» Reading text:
....................

= Trinidad Province =

Province of the Spanish Empire

The Province of Trinidad (1525–1802) was a province of the Spanish Empire which was created in 1525. From 1591 to 1731 it was merged with Guayana Province, as Trinidad-Guayana Province. It was lost to the British in 1797, a loss recognised by the Treaty of Amiens in 1802.

==History==
In 1520 the governorship of Trinidad was granted to Rodrigo de Bastidas, but this was opposed by Diego Columbus, and Bastidas waived the grant. In 1530 the king of Spain handed it over to Antonio Sedeño who was its first governor until 1535 when he abandoned it due to ongoing litigation over jurisdiction with the Province of Cumaná. Its first capital was San José de Oruña, founded in 1592 and destroyed by the English pirate Walter Raleigh.

In 1596, Trinidad was annexed to the Guayana Province under the government of Antonio de Berrío, who had governed the island since 1591. The province was overseen by the president of the Real Audiencia of Santo Domingo, which served as its court of appeal, until 1739 when it was transferred over to the Viceroyalty of New Granada and the Audiencia of Bogotá.

....................

» Data segment:
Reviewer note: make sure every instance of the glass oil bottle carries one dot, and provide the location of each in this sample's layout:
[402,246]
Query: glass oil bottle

....................

» Task prompt: Please continue the text on the Spanish Province of Trinidad, starting right after its last sentence.

» Exercise result:
By 1757, the old capital, San José de Oruña, about 7 mi inland, had fallen into disrepair, and Governor Don Pedro de la Moneda transferred his seat to Port of Spain, which thus became Trinidad's de facto capital.

The province was returned to the jurisdiction of the Santo Domingo Royal Audience and placed in the Captaincy General of Venezuela in 1777. The 1783 Cedula of Population, which encouraged the settlement of French Catholics in the island, led to a rapid increase in the population. The last Spanish Governor of Trinidad, Don José Maria Chacón founded San Fernando in 1784 and devoted much of his time to developing the island. He compelled the province's Cabildo (governing council) to move to Port of Spain, and he limited its powers to the municipality.

With the establishment of the Royal Audience of Caracas in 1786, all administrative and judicial functions were centered on Caracas.

Finally in 1797, a British fleet commanded by Henry Harvey seized the island turning it into a British colony. Its loss was recognised at the Treaty of Amiens in 1802.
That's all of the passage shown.